**Task directions**
The entries below contain a line with "Spot the orange" and a line with "Spot the drooping". Retype exactly everything from the first down to the second, both included, and nothing else.
Start of Supplied material
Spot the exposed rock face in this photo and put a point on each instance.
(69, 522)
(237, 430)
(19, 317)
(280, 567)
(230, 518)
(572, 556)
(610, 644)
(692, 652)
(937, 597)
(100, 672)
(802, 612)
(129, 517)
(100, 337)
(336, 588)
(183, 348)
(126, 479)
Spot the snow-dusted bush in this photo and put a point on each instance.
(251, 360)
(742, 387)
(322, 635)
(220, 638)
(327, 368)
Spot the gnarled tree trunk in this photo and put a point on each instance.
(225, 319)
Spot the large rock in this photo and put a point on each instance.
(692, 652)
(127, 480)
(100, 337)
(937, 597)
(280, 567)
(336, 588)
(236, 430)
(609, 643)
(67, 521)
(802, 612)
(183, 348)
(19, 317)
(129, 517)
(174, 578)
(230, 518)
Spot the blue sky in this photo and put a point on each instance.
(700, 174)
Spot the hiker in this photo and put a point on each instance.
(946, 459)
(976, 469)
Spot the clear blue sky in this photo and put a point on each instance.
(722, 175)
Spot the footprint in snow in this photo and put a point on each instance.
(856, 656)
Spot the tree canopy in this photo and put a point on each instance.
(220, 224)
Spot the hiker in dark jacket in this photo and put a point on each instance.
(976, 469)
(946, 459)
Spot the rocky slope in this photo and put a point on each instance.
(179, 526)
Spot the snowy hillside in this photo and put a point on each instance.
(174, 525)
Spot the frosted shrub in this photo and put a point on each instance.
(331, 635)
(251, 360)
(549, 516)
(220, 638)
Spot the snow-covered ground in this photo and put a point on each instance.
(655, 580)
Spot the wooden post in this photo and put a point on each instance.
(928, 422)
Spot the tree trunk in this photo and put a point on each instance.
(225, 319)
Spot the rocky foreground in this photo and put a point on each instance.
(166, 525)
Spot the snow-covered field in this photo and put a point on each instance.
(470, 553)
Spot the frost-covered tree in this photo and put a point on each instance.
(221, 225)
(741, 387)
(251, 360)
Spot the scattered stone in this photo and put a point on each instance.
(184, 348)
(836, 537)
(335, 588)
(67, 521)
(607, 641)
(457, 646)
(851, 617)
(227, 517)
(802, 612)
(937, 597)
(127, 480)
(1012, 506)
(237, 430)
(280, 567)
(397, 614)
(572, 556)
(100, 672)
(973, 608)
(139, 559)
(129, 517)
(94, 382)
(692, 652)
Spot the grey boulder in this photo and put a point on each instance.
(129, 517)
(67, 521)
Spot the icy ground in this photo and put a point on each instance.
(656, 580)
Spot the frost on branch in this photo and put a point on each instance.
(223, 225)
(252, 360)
End of Supplied material
Start of Supplied material
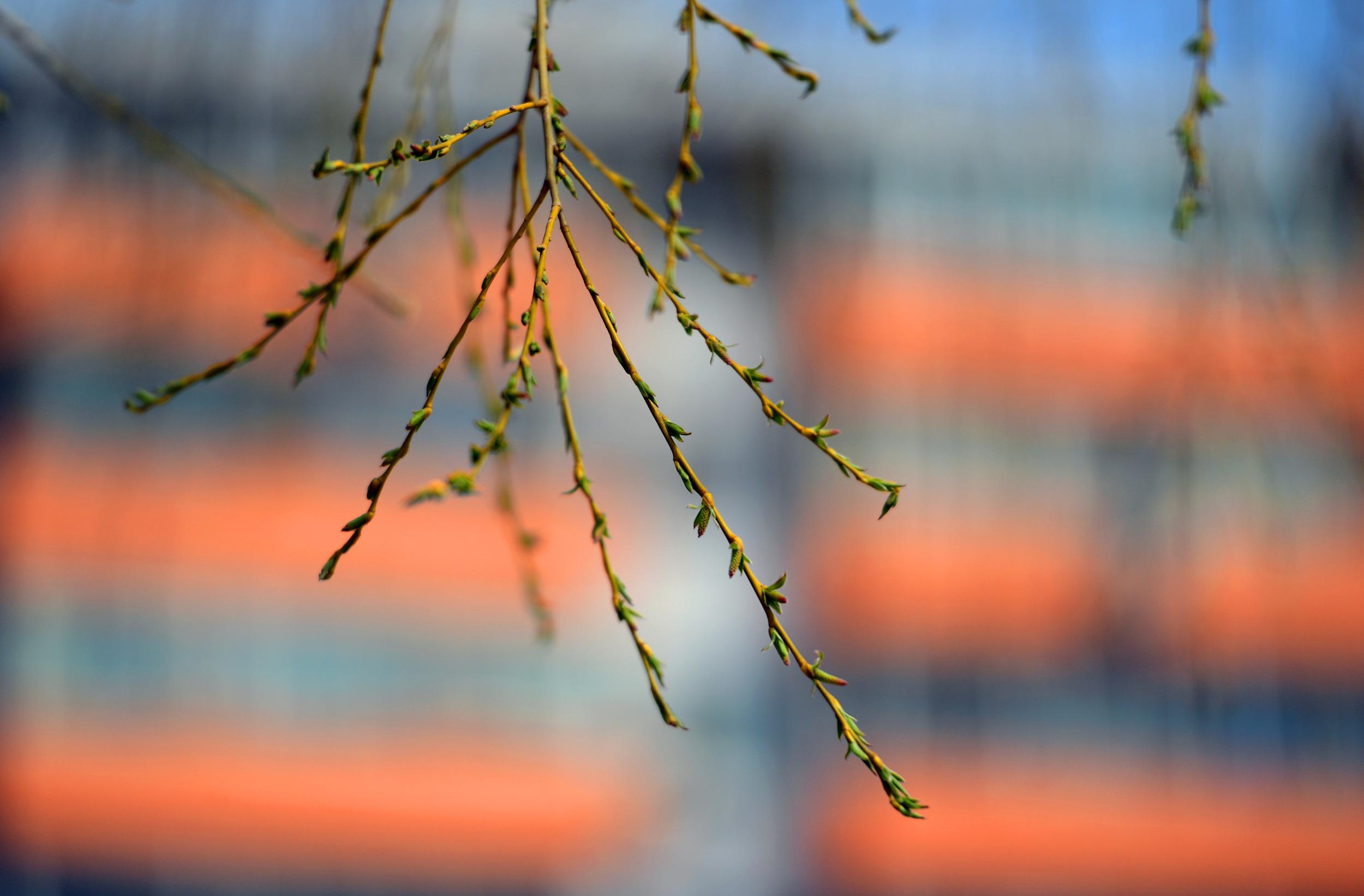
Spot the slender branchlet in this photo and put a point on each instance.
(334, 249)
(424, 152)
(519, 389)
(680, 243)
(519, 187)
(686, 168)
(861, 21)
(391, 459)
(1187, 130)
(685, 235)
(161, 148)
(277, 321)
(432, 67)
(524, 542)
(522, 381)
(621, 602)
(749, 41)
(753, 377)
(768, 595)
End of Supplied material
Start of Supplied material
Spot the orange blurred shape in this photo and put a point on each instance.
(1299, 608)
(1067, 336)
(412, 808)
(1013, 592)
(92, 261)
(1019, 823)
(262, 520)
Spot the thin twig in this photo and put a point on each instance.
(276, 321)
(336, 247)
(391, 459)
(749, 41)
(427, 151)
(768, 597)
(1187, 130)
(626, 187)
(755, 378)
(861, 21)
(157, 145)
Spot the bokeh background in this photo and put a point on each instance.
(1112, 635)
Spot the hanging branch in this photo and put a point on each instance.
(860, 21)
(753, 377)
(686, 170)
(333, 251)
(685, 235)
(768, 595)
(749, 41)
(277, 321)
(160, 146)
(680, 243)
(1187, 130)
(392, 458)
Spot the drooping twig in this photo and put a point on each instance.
End of Supplied material
**Output for this task**
Spot the orange blurred shape in this photo and put a point on each instance.
(1299, 608)
(1067, 336)
(412, 808)
(1013, 592)
(92, 261)
(1019, 823)
(262, 520)
Spot the thin twig in this photo and put a point on each instance.
(276, 321)
(336, 247)
(391, 459)
(749, 41)
(427, 151)
(768, 597)
(1187, 130)
(626, 187)
(755, 378)
(861, 21)
(157, 145)
Spot the bokeh background in this photo and put a point on each instance.
(1112, 635)
Spot the hanging branch in this photo and put a point on each instance.
(860, 21)
(753, 377)
(686, 170)
(333, 251)
(685, 235)
(768, 595)
(749, 41)
(277, 321)
(160, 146)
(680, 243)
(1187, 130)
(392, 458)
Spot the drooping twig in this photo and put a point on each instance.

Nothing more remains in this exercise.